## [Work request]
With both ends included, repeat exactly the lines of the entries below from the one containing "Target: wet asphalt" down to the one containing "Guideline: for every instance of the muddy", and no others.

------------------------------------

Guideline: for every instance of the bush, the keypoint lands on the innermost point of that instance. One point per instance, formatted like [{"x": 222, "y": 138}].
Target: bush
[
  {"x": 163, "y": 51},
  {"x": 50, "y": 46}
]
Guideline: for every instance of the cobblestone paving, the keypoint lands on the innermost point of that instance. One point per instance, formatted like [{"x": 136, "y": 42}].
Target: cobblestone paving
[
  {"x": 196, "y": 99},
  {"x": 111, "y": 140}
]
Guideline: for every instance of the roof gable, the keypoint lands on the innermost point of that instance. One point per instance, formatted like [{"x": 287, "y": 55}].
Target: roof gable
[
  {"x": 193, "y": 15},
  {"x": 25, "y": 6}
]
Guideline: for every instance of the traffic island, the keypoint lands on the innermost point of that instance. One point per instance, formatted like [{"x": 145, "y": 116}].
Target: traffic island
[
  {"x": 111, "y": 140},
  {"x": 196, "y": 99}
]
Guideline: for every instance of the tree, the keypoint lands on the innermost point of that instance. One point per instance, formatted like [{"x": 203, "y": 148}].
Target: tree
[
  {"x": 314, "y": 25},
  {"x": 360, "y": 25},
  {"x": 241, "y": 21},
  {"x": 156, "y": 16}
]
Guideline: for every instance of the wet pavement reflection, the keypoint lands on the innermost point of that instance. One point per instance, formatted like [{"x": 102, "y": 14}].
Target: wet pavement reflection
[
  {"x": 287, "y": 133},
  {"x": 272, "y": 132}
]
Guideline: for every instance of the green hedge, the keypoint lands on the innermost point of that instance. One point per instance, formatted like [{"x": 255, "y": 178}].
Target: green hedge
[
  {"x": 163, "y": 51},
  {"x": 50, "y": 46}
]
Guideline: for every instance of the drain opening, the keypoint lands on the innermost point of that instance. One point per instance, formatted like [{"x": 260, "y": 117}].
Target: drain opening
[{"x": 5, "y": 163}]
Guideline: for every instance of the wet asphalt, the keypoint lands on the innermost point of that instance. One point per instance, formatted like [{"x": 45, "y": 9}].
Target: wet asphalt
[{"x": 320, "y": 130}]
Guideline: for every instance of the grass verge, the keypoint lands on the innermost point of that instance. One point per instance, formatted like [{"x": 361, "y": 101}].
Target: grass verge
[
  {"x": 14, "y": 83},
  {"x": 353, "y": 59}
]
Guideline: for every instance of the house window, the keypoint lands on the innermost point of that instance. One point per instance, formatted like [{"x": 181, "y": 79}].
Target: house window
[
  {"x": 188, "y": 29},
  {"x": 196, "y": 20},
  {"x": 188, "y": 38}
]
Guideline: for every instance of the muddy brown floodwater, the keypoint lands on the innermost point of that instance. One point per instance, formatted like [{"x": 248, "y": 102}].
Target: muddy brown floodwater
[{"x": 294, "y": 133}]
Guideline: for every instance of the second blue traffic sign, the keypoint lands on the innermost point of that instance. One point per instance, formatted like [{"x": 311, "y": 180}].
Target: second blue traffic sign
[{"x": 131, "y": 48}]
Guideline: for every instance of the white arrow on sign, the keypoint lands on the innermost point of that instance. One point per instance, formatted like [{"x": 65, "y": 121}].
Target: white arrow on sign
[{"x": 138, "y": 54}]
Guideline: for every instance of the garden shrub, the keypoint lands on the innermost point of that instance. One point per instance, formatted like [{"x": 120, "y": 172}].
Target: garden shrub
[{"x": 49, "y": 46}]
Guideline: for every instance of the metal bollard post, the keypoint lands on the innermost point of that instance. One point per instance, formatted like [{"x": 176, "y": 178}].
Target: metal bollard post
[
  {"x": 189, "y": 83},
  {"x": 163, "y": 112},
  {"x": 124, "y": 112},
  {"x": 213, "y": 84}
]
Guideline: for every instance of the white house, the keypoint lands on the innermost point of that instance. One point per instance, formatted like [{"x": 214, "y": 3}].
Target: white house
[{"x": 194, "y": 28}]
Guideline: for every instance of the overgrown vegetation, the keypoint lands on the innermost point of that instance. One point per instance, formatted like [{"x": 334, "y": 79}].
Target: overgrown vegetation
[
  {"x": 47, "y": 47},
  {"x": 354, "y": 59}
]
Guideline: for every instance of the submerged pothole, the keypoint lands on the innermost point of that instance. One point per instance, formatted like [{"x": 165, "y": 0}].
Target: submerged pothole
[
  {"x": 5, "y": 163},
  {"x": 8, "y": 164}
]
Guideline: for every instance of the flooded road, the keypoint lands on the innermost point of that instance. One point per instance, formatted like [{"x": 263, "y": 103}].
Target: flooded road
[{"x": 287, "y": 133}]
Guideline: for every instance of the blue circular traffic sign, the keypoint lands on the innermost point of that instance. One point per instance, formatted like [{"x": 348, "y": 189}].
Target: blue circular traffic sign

------------------------------------

## [Expected answer]
Target: wet asphalt
[{"x": 320, "y": 130}]
Guideline: for every instance of the grass verge, the keypoint lands on the innermost point of that instance. One point per instance, formatted like [{"x": 361, "y": 101}].
Target: grass verge
[
  {"x": 14, "y": 83},
  {"x": 353, "y": 59}
]
Guideline: for every instance of the house window, the keypoint lands on the innermost point of that instance. One point per instance, formatted like [{"x": 181, "y": 79}].
Target: house window
[
  {"x": 188, "y": 29},
  {"x": 196, "y": 20},
  {"x": 188, "y": 38}
]
Guideline: for every instance of the muddy brown floodwater, the keypoint lands on the innermost point of that instance. One point per instance, formatted like [{"x": 248, "y": 102}].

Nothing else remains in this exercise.